### MATERIAL PROVIDED
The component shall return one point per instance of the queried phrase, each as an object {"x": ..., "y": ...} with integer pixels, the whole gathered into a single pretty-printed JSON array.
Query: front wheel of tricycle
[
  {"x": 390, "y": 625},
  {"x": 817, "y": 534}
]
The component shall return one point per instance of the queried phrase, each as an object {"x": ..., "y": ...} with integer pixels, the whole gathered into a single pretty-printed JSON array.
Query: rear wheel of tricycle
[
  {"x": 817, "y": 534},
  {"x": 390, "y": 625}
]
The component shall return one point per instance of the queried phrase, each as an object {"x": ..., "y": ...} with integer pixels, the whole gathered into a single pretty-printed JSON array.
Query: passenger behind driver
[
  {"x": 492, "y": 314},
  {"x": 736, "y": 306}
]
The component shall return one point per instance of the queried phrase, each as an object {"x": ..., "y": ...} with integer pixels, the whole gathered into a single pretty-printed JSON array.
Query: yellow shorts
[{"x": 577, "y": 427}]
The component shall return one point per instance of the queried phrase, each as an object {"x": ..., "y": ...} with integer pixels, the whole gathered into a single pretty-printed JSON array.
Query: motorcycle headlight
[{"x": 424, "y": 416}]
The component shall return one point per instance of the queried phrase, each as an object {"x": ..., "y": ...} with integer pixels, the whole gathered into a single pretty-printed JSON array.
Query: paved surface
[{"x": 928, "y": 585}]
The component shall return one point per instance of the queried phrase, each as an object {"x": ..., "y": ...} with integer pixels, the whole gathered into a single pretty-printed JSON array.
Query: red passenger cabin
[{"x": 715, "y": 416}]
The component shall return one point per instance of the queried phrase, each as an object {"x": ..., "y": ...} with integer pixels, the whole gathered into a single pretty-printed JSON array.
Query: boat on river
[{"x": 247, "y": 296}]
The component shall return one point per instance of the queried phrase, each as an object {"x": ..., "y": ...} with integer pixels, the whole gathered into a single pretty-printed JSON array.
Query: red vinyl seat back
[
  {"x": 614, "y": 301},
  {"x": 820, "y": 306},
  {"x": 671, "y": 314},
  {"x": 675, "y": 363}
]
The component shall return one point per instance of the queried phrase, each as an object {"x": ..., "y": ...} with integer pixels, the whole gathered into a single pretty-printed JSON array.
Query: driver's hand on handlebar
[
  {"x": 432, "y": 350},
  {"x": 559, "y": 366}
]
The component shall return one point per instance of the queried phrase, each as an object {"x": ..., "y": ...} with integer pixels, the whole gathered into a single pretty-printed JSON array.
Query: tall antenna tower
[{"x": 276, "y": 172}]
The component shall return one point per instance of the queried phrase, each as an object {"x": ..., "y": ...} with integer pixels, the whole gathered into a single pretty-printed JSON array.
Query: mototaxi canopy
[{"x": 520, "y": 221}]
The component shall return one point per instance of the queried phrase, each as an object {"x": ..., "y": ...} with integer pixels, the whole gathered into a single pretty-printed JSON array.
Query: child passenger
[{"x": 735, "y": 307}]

### TASK TO CARRY OUT
Take every line from the one containing "Query: tall antenna tower" to the end of the listing and output it exactly, with nothing else.

### ANSWER BOX
Query: tall antenna tower
[{"x": 276, "y": 172}]
The component shall return one point per instance of the queried phrase, each as an object {"x": ..., "y": ...} with integer pixels, the whole gathered into a single pretty-printed JSON array.
Query: mototaxi canopy
[{"x": 520, "y": 221}]
The component shall return one point per instance of the queried phrase, each as an object {"x": ..., "y": ...} with integer pixels, the whole gathered into a single pretty-printed JSON array.
Query: child passenger
[{"x": 735, "y": 307}]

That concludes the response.